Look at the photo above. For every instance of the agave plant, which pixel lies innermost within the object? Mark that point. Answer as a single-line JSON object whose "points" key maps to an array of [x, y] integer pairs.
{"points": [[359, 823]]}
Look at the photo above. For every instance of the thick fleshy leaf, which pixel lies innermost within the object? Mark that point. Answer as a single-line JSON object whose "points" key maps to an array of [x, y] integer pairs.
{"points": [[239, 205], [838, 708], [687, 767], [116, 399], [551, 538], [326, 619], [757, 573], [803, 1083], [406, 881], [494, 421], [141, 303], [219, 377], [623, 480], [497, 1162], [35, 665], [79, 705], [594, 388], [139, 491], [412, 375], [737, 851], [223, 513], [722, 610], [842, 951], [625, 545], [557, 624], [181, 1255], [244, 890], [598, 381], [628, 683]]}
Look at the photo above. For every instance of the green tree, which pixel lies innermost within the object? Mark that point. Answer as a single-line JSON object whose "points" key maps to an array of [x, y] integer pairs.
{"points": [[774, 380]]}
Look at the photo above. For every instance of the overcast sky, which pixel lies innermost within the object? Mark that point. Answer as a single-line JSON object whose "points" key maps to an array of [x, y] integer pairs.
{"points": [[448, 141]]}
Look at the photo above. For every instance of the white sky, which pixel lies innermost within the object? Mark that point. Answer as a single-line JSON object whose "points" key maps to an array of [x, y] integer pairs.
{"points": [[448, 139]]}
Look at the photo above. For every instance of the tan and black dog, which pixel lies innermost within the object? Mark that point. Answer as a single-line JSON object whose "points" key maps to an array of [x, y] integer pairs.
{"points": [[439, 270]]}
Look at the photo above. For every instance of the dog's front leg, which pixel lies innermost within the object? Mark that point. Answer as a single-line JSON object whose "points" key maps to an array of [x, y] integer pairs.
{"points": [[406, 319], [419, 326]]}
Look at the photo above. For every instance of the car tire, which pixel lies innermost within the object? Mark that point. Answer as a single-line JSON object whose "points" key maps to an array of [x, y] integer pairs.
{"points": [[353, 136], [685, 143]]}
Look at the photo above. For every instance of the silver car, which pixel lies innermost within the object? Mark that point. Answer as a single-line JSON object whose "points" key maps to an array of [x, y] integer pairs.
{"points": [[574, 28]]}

::::

» Aim of the exercise
Your task is to transcribe each record faithfully and in full.

» Result of this task
Look at the photo above. For every instance of the agave plant, which pixel lies innermost within the object? Mark that point. Answer as a single-line JSON object whose "points" key maps to an array of [x, y] integer pairs.
{"points": [[359, 823]]}
Look at the photo above. For every instance of the thick fleshy leaf, which pixel lies innermost within the object? Mark that point. Answer as a single-line JSON object whose "points" key maps to an array of [x, y] integer pairs.
{"points": [[239, 205], [838, 708], [687, 767], [116, 399], [551, 538], [326, 619], [757, 573], [803, 1083], [406, 881], [494, 421], [141, 303], [219, 377], [623, 480], [497, 1162], [35, 665], [79, 705], [594, 388], [139, 491], [412, 375], [737, 851], [223, 513], [722, 610], [842, 951], [625, 545], [557, 624], [181, 1255], [244, 890], [598, 381], [628, 683]]}
Look at the photo above. For every instance of the green tree, which pixel lies innermost within the object? Mark that point. Answer as a single-line JSON object whose "points" key maps to an array of [x, y] integer pairs.
{"points": [[774, 380]]}
Look at the photo above. For every instance of the overcast sky, which pixel lies innermost within the object? Mark that point. Answer as a single-line JSON object whose "points" key maps to an array of [x, y] integer pairs.
{"points": [[448, 141]]}
Look at the photo above. For every instance of the white sky, which pixel lies innermost within the object? Mark that point. Answer as a single-line JSON object whose "points" key maps to an array of [x, y] integer pairs.
{"points": [[448, 139]]}
Look at the photo above. For every instance of the tan and black dog, which pixel lies innermost within the object? Mark that point. Answer as a single-line JSON object whose "points" key maps to an array of [x, y] integer pairs.
{"points": [[439, 270]]}
Look at the photo above. For every instance of the dog's front leg, which pixel lies innermost within the object? Mark that point. Answer as a single-line JSON object whose "points" key maps to an array of [x, y] integer pairs.
{"points": [[406, 319], [419, 326]]}
Look at the photo above. For every instance of the car tire, which pixel lies innermost within the object? Mark that point. Answer as a single-line JSON object whose "points" key maps to an array of [x, y] integer pairs.
{"points": [[353, 136], [685, 143]]}
Look at the photo above. For every instance of the silver car, which pixel lies innermost within the object? Mark that point. Answer as a single-line JSON object whose "points" key maps to an array of [x, y] integer pairs.
{"points": [[574, 28]]}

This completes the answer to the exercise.